Requirement 1:
Please change "pickup truck" to "flatbed truck" in the part of the rows that opens with the line containing "Each instance of the cloudy" and runs through the last row, leaving everything else the same. Give back only those lines.

Basically, I have a web service that receives a small json payload (an event) a few times per minute, say 60. This event must be sent to an SQS queue only after 1 year has elapsed (it's ok to have it happen a few hours sooner or later, but the day of month should be exactly the same).
This means I'll have to store more than 31 million events somewhere before the first one should be sent to the SQS queue.
I thought about using SQS message timers, but they have a limit of only 15 minutes, and as pointed out by #Charlie Fish, it's weird to have an element lurking around on a queue for such a long time.
A better possibility could be to schedule a lambda function using a Cron expression for each event (I could end up with millions or billions of scheduled lambda functions in a year, if I don't hit an AWS limit well before that).
Or I could store these events on DynamoDB or RDS.
What would be the recommended / most cost-effective way to handle this using AWS services? Scheduled lambda functions? DynamoDB? PostgreSQL on RDS? Or something entirely different?
And what if I have 31 billion events per year instead of 31 million?
I cannot afford to loose ANY of those events.
DynamoDB is a reasonable option, as is RDS - SQS for long term storage is not a good choice. However - if you want to keep your costs down, I may suggest another: accumulate the events for a single 24 hour period (or a smaller interval if that is desirable), and write that set of data out as an S3 object instead of keeping it in DynamoDB. You could employ dynamodb or rds (or just about anything else) as a place to accumulate events for the day (or hour) before it then writes out that data to S3 as a single set of data for the interval.
Each S3 object could be named appropriately, either indicating the date/time it was created, or the data/time it needs to be used, i.e. 20190317-1400 to indicate that on March 17th, 2019 at 2PM this file needs to be used.
I would imagine a lambda function, called by a cloudwatch event that is triggered every 60 minutes, scans your s3 bucket looking for files that are due to be used, and it then reads in the json data and puts them into an SQS queue for further processing and moves the processed s3 object to another 'already processed' bucket
Your storage costs would be minimal (especially if you batch them up by day or hour), S3 has 11 9's of durability, and you can archive older events off to Glacier if you want to keep them around even after the are processed.
DynamoDB is a great product, it provides redundant storage, and super high performance - but I see nothing in your requirements to that would warrant incurring that cost or requiring the performance of DynamoDB; and why keep millions of records of data in a 'always on' database when you know in advance that you don't need to use or see the records until a year from now.
I mean you could store some form of data in DynamoDB, and run some daily Lambda task to query for all the items that are greater than a year old, remove those from DynamoDB and import it into SQS.
As you mentioned SQS doesn't have this functionality built in. So you need to store the data using some other technology. DynamoDB seems like a responsible choice based on what you have mentioned above.
Of course you also have to think about if doing a cron task once per day is sufficient for your task. Do you need it to be exactly after 1 year? Is it acceptable to have it be one year and a few days? Or one year and a few weeks? What is the window that is acceptable for importing into SQS?
Finally, the other question you have to think about is if SQS is even reasonable for your application. Having a queue that has a 1 year delay seems kinda strange. I could be wrong, but you might want to consider something besides SQS because SQS is meant for much more instantaneous tasks. See the examples on this page (Decouple live user requests from intensive background work: let users upload media while resizing or encoding it, Allocate tasks to multiple worker nodes: process a high number of credit card validation requests, etc.). None of those examples are really meant for a year of wait time before executing. At the end of the day it depends on your use case, but off the top of my head I can't think of a situation that makes sense for delaying entry into an SQS queue for a year. There seem to be much better ways to handle this, but again I don't know your specific use case.

Rows:
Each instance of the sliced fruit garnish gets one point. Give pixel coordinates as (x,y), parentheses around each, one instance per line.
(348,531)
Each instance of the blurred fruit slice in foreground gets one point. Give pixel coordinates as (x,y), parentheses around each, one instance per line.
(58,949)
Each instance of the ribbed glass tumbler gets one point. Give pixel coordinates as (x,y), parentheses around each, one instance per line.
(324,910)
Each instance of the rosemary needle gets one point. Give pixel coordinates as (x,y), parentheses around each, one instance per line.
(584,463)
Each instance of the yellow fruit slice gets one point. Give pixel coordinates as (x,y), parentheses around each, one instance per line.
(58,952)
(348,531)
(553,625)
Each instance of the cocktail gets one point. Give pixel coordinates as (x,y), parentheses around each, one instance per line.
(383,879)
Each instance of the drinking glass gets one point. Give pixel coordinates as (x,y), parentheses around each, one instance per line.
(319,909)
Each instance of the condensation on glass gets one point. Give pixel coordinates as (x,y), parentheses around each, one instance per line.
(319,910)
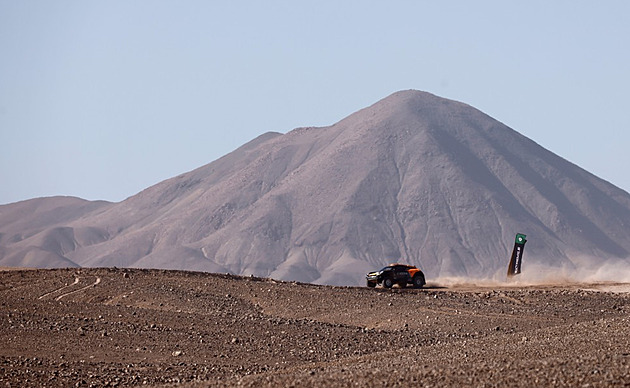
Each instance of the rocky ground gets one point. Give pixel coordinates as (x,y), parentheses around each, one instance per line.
(122,327)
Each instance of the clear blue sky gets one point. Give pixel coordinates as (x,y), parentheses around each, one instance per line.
(101,99)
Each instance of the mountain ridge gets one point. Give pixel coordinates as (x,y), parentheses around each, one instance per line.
(413,177)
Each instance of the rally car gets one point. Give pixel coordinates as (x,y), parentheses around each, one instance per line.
(401,274)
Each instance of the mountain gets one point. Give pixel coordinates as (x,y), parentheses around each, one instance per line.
(413,178)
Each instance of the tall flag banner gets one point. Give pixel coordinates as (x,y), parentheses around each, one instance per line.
(517,255)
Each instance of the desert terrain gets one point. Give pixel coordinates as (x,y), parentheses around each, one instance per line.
(127,327)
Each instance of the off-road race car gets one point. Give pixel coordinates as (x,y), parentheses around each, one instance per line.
(400,274)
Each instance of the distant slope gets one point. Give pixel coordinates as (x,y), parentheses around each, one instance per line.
(413,178)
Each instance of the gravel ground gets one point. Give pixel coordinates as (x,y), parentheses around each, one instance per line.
(125,327)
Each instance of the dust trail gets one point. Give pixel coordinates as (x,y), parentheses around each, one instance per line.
(581,270)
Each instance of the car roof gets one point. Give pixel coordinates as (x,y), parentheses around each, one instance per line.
(401,265)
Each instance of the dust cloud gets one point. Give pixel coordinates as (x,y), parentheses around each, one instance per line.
(580,270)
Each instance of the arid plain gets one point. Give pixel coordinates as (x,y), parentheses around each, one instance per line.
(126,327)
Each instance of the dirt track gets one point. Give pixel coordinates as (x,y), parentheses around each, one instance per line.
(97,327)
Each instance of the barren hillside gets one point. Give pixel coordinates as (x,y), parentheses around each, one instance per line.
(413,178)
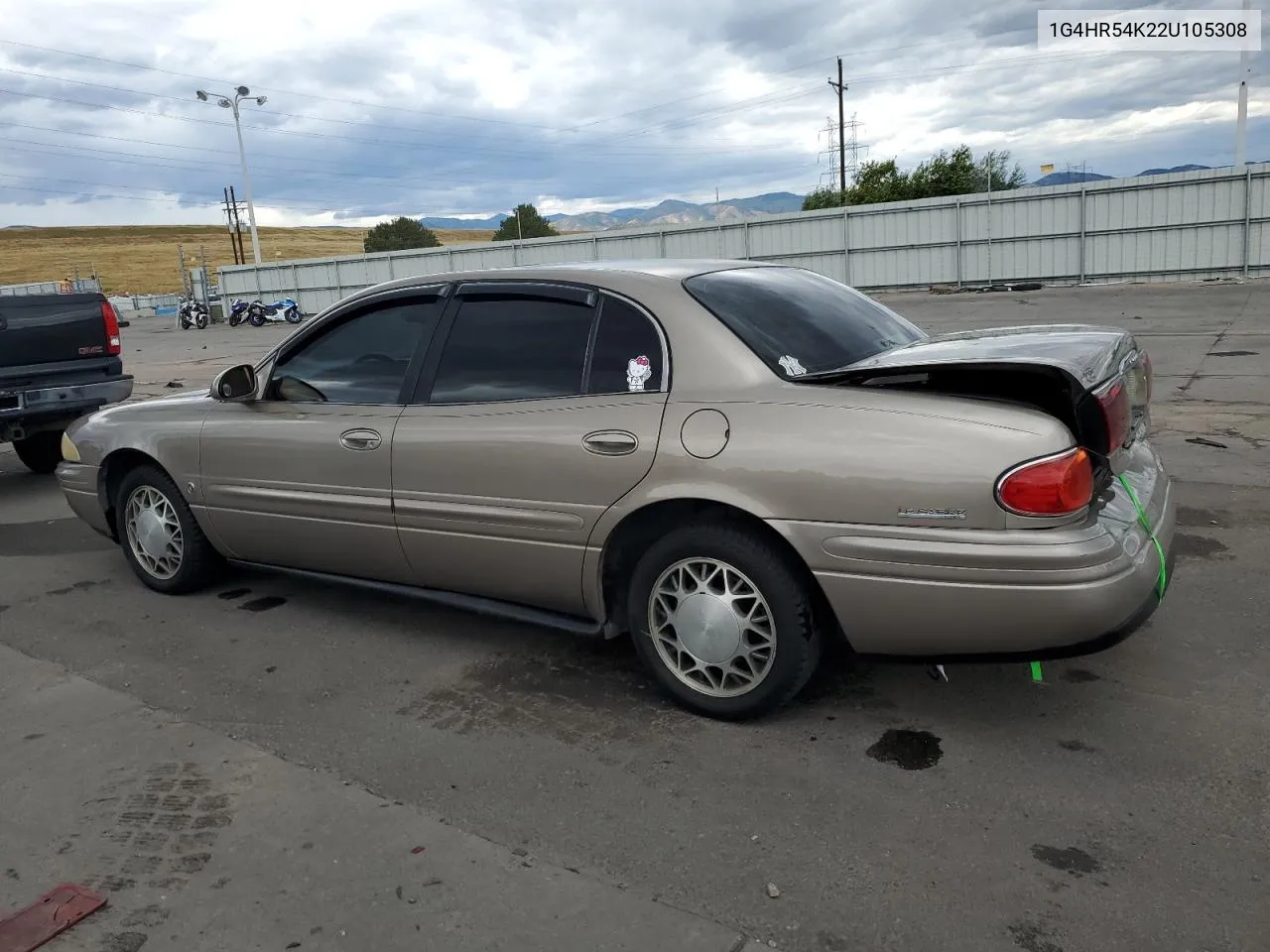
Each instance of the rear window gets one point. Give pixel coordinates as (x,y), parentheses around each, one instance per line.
(798,321)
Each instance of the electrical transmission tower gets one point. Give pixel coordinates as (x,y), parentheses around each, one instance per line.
(846,151)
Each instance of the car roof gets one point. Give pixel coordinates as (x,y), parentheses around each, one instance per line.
(617,272)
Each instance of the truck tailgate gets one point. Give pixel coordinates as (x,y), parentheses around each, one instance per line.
(50,327)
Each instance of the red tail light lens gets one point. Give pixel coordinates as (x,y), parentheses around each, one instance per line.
(1057,485)
(1116,412)
(113,343)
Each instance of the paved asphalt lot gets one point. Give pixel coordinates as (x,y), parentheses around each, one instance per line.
(1123,803)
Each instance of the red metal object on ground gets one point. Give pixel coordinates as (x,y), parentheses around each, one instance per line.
(51,914)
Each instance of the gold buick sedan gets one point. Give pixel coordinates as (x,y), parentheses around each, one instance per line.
(730,462)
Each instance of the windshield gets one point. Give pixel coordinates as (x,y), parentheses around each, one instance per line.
(799,321)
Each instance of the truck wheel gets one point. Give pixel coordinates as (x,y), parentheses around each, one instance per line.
(41,452)
(722,621)
(160,537)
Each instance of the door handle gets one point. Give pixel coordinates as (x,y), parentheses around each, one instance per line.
(611,443)
(359,439)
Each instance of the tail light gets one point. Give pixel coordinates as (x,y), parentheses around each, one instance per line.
(113,343)
(1125,402)
(1053,485)
(1116,413)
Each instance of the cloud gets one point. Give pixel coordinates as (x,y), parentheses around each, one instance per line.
(441,108)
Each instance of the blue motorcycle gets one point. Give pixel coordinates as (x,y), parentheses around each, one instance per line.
(285,309)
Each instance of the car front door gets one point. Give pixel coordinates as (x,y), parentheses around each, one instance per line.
(303,476)
(541,408)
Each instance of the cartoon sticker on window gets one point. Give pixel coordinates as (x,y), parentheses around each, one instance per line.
(638,371)
(792,366)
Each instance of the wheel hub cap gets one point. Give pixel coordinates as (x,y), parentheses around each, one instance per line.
(711,627)
(154,532)
(707,627)
(151,535)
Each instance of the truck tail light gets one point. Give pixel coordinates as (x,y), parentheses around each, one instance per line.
(113,343)
(1053,485)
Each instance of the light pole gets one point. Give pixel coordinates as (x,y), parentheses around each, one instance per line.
(232,103)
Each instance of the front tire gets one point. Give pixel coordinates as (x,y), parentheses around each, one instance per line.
(722,620)
(40,452)
(162,539)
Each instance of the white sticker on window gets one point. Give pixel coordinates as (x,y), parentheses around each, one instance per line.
(638,371)
(793,367)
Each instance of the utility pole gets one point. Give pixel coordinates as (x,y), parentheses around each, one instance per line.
(839,86)
(185,275)
(1241,125)
(229,218)
(991,162)
(232,104)
(238,226)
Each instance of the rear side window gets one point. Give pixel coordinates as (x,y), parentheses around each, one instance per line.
(627,352)
(798,321)
(513,348)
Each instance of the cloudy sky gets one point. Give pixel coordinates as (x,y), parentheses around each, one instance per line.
(463,107)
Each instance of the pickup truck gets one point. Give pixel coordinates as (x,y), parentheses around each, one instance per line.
(60,358)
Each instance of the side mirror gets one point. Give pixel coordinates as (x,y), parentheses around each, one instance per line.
(235,385)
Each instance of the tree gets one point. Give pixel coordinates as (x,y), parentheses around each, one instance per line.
(953,173)
(525,222)
(399,235)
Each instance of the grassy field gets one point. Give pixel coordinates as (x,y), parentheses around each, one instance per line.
(144,261)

Requirement 2:
Write out the part of the AWS discussion that opens with the words "Of course you" and closes with "importing into SQS?", word for word.

Full response 1:
Each instance of the cloudy sky gets one point. Give pixel coordinates as (x,y), parentheses around each, one instance per line.
(463,107)
Each instance of the flatbed truck gets one point. Give pixel coordinates as (x,y), parentheses around each, one instance per line.
(60,358)
Each instance of the side mirror gets one point. Give pixel coordinates as (x,y), parentheses around each, one instance per line.
(235,385)
Each instance of the tree gets one point. Give pixel coordinates as (x,y), parentheses around each, one instance per line.
(953,173)
(525,222)
(399,235)
Each instance of the grassy field gets one point. Give pixel coordinates as (x,y), parentheses around each, one instance per line.
(144,261)

Full response 2:
Of course you also have to think about if doing a cron task once per day is sufficient for your task. Do you need it to be exactly after 1 year? Is it acceptable to have it be one year and a few days? Or one year and a few weeks? What is the window that is acceptable for importing into SQS?